+++ GIVEN ENTRIES

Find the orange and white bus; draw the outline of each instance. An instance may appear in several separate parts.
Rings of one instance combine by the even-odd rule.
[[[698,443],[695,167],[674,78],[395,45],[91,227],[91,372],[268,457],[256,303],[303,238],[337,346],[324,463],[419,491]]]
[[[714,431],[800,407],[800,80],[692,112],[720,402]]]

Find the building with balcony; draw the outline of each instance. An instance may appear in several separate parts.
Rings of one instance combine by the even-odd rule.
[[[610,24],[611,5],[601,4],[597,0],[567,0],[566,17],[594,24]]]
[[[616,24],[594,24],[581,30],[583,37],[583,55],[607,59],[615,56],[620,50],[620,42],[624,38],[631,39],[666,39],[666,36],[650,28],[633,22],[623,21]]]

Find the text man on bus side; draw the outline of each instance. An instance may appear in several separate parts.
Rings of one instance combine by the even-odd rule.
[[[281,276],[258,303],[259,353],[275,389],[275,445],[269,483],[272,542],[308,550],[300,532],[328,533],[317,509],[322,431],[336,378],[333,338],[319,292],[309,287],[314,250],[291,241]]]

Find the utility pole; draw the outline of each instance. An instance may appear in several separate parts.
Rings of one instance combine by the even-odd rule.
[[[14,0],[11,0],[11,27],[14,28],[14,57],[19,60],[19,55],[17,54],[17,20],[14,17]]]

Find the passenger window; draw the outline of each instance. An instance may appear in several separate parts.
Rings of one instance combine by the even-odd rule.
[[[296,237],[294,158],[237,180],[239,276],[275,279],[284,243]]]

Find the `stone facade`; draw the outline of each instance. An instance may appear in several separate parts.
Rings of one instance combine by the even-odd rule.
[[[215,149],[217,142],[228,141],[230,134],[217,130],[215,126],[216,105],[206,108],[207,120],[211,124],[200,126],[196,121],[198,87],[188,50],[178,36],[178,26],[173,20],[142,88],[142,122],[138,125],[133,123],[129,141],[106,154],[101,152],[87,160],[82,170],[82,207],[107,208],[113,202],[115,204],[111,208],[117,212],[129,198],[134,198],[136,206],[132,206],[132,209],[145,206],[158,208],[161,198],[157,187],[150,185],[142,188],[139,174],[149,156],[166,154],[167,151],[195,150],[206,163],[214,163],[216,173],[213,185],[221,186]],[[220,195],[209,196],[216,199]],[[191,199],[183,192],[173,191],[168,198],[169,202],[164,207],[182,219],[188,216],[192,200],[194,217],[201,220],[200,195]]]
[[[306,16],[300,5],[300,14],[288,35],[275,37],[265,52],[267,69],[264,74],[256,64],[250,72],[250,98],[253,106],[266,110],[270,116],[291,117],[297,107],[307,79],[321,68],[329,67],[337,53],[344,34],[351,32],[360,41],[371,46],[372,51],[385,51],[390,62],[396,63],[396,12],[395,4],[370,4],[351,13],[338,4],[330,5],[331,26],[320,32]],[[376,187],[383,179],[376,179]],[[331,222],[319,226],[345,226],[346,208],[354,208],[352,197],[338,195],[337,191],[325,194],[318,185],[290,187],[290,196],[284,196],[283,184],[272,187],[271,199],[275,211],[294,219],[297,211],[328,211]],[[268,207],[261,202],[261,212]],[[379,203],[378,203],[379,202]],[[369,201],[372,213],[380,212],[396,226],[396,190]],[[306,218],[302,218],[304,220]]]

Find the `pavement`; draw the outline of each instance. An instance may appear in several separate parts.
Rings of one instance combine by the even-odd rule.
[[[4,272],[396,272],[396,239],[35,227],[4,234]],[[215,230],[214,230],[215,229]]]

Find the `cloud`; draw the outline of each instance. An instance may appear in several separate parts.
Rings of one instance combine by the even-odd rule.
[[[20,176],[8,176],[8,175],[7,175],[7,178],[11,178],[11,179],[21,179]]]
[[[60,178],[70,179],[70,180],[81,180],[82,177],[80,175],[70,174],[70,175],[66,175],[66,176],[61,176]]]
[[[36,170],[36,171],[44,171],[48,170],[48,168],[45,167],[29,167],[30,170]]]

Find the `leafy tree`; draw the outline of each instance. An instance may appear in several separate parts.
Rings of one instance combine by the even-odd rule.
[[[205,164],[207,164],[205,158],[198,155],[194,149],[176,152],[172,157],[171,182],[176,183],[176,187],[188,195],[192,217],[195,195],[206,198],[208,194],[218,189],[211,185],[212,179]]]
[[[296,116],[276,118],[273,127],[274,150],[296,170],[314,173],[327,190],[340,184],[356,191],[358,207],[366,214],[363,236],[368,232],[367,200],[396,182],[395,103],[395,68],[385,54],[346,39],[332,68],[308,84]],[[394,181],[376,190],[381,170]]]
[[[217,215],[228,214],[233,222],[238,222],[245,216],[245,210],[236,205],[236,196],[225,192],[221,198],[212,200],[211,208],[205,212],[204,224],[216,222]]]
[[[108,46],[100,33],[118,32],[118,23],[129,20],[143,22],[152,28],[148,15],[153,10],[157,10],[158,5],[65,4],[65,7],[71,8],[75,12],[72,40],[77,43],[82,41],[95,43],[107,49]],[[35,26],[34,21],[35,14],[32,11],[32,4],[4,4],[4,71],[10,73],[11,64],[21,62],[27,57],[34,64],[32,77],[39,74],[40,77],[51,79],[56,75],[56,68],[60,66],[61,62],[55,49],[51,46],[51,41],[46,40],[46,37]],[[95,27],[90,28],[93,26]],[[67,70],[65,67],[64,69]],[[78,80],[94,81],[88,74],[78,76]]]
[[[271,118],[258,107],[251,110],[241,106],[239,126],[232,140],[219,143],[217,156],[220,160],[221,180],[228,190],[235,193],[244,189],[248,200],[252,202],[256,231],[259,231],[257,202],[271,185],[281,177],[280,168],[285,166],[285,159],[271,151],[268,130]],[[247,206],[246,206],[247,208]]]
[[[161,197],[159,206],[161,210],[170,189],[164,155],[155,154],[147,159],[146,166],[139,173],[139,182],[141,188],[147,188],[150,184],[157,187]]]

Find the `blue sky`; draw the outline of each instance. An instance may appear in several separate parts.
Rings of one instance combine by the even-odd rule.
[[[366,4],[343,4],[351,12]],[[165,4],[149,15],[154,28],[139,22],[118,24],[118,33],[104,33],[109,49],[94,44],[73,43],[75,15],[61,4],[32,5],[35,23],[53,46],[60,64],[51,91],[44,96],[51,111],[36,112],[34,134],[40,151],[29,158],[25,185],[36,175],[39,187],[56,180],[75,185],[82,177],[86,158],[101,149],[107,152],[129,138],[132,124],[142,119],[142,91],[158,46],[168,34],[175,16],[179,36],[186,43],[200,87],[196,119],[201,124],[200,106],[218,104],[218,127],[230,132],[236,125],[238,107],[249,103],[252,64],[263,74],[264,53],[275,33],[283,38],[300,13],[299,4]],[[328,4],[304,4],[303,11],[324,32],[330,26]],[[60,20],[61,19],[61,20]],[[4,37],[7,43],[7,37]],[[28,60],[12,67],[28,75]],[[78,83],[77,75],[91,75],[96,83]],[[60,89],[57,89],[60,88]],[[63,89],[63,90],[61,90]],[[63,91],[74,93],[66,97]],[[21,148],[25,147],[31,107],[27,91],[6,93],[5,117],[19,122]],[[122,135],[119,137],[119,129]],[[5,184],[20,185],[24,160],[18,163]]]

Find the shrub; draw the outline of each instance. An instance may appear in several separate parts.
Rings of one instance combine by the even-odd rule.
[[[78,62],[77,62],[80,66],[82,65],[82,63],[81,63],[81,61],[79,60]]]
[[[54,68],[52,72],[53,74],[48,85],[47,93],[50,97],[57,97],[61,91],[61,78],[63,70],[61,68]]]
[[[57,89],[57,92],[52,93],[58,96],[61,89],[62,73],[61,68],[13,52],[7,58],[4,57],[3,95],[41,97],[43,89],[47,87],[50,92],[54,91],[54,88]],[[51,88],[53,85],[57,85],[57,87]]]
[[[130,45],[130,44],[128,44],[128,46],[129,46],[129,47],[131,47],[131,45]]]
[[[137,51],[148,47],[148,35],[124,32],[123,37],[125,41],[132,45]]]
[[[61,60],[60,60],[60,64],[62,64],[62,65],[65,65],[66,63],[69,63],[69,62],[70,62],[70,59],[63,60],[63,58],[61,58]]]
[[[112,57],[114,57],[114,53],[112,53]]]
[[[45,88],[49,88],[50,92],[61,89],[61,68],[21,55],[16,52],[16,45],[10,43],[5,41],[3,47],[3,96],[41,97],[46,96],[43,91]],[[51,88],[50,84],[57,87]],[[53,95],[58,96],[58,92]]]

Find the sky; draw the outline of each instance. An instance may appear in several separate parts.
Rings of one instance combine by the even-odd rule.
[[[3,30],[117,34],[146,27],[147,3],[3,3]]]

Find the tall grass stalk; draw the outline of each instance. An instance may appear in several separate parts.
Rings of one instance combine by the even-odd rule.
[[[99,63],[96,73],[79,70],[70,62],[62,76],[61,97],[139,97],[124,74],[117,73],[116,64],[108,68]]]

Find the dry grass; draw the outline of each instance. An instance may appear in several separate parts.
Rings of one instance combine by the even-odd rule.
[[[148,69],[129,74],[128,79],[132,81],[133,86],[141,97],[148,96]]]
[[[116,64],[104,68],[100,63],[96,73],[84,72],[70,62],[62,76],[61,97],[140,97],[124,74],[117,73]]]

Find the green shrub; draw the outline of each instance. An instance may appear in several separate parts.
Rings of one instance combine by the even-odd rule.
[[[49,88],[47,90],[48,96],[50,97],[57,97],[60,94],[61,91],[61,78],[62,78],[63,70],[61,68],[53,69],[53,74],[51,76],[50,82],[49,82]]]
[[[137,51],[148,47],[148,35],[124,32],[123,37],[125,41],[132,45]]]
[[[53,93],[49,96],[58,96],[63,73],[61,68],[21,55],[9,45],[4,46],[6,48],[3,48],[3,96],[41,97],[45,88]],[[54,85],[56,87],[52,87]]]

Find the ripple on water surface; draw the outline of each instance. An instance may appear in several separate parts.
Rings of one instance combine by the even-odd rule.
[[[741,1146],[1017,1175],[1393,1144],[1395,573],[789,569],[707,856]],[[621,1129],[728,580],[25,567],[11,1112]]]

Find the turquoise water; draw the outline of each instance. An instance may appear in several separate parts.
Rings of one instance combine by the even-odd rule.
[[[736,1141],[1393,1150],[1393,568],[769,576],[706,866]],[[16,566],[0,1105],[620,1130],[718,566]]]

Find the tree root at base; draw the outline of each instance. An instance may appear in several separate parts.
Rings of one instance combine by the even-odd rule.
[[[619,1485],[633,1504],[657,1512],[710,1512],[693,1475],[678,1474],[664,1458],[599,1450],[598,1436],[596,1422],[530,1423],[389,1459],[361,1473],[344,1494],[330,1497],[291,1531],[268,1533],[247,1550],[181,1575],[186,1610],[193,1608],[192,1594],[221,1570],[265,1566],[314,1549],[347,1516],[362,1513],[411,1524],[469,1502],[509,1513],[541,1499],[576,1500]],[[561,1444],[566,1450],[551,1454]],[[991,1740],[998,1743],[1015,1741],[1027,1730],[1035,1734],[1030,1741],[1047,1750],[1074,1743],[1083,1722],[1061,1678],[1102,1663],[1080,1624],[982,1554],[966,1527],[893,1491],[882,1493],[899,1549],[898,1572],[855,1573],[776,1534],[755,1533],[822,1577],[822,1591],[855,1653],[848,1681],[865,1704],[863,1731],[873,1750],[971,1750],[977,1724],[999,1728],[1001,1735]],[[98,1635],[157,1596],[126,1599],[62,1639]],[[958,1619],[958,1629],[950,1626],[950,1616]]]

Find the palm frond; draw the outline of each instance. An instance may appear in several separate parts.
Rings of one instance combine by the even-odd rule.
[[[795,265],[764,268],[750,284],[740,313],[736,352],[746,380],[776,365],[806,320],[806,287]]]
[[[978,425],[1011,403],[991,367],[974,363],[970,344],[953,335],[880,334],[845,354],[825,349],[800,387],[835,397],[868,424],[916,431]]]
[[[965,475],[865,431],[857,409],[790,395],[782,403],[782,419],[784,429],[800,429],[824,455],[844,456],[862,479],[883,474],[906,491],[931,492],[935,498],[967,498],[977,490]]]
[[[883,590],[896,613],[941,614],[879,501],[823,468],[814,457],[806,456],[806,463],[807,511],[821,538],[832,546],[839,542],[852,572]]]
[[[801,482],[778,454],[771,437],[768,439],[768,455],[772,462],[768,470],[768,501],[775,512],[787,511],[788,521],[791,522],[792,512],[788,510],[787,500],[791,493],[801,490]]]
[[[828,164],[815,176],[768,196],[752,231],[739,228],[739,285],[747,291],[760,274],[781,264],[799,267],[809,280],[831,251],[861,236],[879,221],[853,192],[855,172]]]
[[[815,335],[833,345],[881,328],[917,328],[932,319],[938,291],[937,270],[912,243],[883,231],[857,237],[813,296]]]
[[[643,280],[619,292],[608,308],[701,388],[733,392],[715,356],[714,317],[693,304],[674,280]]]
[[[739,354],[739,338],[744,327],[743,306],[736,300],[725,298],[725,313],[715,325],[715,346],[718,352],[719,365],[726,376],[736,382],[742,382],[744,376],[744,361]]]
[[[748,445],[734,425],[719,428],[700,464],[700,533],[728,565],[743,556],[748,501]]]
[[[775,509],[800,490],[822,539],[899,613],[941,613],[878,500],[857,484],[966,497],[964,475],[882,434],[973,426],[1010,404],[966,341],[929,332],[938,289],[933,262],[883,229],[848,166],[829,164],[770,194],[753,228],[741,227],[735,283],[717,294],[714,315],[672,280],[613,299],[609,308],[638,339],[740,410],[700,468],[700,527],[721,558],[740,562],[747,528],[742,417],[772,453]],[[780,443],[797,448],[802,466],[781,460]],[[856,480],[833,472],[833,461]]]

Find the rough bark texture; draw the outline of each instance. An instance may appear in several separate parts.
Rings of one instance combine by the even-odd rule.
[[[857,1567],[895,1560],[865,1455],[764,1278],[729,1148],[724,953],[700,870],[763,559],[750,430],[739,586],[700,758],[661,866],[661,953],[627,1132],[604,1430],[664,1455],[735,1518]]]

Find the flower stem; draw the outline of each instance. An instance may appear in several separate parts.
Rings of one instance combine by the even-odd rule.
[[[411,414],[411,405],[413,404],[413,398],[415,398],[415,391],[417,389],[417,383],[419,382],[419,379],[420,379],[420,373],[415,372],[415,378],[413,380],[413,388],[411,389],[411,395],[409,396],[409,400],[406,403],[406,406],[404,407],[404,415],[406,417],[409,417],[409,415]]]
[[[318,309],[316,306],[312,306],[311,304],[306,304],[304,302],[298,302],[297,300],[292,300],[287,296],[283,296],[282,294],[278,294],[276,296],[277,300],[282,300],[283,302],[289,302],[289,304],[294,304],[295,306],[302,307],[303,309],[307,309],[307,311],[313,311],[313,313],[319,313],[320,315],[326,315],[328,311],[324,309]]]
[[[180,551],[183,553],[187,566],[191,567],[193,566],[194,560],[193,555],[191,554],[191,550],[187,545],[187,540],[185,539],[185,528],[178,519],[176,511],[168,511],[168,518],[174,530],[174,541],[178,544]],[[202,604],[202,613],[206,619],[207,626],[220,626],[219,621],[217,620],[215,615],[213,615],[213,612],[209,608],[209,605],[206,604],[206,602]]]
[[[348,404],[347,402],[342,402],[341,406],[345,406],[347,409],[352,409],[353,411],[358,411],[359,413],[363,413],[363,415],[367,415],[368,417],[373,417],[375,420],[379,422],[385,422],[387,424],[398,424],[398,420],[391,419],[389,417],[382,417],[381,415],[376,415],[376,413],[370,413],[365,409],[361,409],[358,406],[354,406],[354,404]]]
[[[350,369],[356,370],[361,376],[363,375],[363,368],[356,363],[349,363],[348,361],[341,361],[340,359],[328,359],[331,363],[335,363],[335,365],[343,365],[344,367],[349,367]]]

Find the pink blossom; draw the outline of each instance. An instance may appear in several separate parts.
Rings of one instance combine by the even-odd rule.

++++++

PROBLEM STATEMENT: Repeat exactly the lines that run from the opening of the listing through the line holding "Find the building". Leave out everything else.

RESULT BELOW:
Find the orange and white bus; draw the outline of each instance. An instance may appear in several separate parts.
Rings of one instance combine by the even-odd rule.
[[[698,443],[695,167],[674,78],[395,45],[91,227],[91,372],[268,457],[256,303],[303,238],[337,346],[324,463],[419,491]]]
[[[714,431],[800,407],[800,80],[692,112],[720,402]]]

Find the building with balcony; draw the outline of each instance. An instance may appear in several separate parts.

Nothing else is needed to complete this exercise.